* [GIVEN EXERCISE]:
Write out every one of the following rows word for word.
Start of DATA FOR THE TASK
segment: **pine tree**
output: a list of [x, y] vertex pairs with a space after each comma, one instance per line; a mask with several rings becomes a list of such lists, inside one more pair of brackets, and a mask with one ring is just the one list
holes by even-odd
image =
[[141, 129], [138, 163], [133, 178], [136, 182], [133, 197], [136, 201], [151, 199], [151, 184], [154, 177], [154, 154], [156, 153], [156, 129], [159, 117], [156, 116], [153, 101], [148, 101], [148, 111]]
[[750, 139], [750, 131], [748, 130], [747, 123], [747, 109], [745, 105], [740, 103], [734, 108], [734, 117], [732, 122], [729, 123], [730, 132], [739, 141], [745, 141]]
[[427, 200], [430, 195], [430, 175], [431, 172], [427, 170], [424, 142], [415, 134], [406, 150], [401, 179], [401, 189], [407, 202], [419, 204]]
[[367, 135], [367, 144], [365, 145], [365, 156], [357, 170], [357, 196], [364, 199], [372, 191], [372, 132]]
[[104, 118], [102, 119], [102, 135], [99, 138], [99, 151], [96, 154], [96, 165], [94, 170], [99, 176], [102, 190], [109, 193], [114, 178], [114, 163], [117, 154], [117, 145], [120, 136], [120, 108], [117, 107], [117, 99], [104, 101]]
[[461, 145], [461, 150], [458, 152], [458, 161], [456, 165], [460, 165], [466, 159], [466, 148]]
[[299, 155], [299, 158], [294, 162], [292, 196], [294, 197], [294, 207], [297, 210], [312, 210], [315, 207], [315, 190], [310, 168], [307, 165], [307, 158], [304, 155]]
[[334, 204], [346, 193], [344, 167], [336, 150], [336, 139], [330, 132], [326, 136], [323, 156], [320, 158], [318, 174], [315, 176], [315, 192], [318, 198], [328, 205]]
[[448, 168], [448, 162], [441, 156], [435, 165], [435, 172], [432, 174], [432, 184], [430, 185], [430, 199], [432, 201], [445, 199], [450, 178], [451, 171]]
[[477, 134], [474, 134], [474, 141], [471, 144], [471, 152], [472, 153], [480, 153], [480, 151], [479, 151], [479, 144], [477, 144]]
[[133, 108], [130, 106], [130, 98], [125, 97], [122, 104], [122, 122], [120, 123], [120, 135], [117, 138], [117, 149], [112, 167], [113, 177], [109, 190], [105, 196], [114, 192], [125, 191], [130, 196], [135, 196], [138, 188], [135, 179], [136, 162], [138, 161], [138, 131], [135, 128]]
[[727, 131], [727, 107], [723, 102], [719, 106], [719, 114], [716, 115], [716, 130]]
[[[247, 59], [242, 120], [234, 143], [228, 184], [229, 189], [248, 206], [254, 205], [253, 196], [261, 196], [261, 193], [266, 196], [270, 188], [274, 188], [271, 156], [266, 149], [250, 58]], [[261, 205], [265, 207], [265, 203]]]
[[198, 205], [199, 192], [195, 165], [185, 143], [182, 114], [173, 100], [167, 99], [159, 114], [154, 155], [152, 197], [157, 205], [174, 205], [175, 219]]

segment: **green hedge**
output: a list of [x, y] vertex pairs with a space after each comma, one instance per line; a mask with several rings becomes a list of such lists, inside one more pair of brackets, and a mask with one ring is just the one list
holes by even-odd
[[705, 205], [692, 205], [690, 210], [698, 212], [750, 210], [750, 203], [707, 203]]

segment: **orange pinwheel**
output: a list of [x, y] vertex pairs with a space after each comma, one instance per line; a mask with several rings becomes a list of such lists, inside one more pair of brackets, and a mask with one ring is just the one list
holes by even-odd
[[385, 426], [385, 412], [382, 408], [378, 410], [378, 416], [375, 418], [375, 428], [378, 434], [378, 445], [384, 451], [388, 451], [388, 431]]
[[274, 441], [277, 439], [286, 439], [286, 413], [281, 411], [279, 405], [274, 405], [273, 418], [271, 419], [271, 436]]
End of DATA FOR THE TASK
* [ANSWER FOR THIS EXERCISE]:
segment: **pine tree**
output: a list of [x, y] vertex pairs with a space after each comma, one instance per line; a mask with several rings becomes a list of such lists, inside one more pair of brackets, and a mask with one ring is just the one list
holes by even-odd
image =
[[141, 129], [138, 163], [133, 178], [136, 182], [133, 197], [136, 201], [151, 199], [151, 184], [154, 177], [154, 154], [156, 153], [156, 129], [159, 117], [156, 116], [153, 101], [148, 101], [148, 111]]
[[750, 139], [750, 131], [748, 130], [747, 123], [747, 109], [745, 105], [740, 103], [734, 108], [734, 117], [732, 122], [729, 123], [730, 132], [739, 141], [745, 141]]
[[427, 200], [430, 195], [430, 175], [431, 172], [427, 170], [424, 142], [415, 134], [406, 150], [401, 179], [401, 189], [407, 202], [419, 204]]
[[367, 135], [367, 144], [365, 145], [365, 156], [357, 170], [357, 196], [364, 199], [372, 191], [372, 132]]
[[104, 118], [102, 119], [102, 135], [99, 138], [99, 151], [96, 154], [96, 165], [94, 170], [99, 176], [102, 190], [109, 193], [114, 178], [114, 163], [117, 154], [117, 145], [120, 136], [120, 108], [117, 107], [117, 99], [104, 101]]
[[461, 145], [461, 150], [458, 152], [458, 161], [456, 165], [460, 165], [466, 159], [466, 148]]
[[299, 155], [299, 158], [294, 162], [292, 196], [294, 197], [294, 207], [297, 210], [312, 210], [315, 207], [315, 190], [310, 168], [307, 165], [307, 158], [304, 155]]
[[334, 204], [346, 193], [344, 167], [336, 150], [336, 139], [330, 132], [326, 136], [323, 156], [320, 158], [318, 174], [315, 176], [315, 192], [318, 198], [328, 205]]
[[448, 168], [448, 162], [441, 156], [435, 165], [435, 172], [432, 174], [432, 184], [430, 185], [430, 199], [432, 201], [445, 199], [450, 178], [451, 171]]
[[477, 134], [474, 134], [474, 141], [471, 144], [471, 152], [472, 153], [480, 153], [480, 151], [479, 151], [479, 144], [477, 144]]
[[133, 108], [130, 106], [130, 98], [125, 97], [122, 104], [122, 122], [120, 123], [120, 135], [117, 138], [117, 149], [112, 167], [113, 177], [109, 190], [105, 196], [114, 192], [125, 191], [130, 196], [135, 196], [138, 188], [135, 179], [136, 162], [138, 161], [138, 131], [135, 128]]
[[727, 131], [727, 107], [723, 102], [719, 106], [719, 114], [716, 115], [716, 130]]
[[[247, 59], [242, 120], [234, 143], [228, 184], [229, 189], [248, 206], [254, 205], [253, 196], [261, 196], [261, 193], [266, 196], [270, 188], [274, 188], [271, 156], [266, 149], [250, 58]], [[261, 205], [265, 207], [265, 203]]]
[[198, 205], [199, 192], [195, 165], [185, 143], [182, 114], [173, 100], [167, 99], [159, 114], [154, 155], [152, 197], [157, 205], [174, 205], [175, 219]]

segment: **green hedge**
output: a list of [x, y] vertex pairs with a space after each comma, one instance per line; a mask with several rings becomes a list of such lists, inside one more pair of brackets, and a mask with one ring is just the one list
holes by even-odd
[[705, 205], [692, 205], [690, 210], [698, 212], [750, 210], [750, 203], [707, 203]]

segment: **orange pinwheel**
output: a list of [x, y] vertex pairs with a space after each comma, one instance per line; a mask with several rings becomes a list of such lists, inside one more pair of brackets, and a mask with one ring is just the one list
holes by even-odd
[[385, 426], [385, 412], [382, 408], [378, 410], [378, 416], [375, 418], [375, 428], [378, 434], [378, 445], [384, 451], [388, 451], [388, 431]]
[[274, 441], [277, 439], [286, 439], [286, 413], [281, 411], [279, 405], [274, 405], [273, 418], [271, 419], [271, 436]]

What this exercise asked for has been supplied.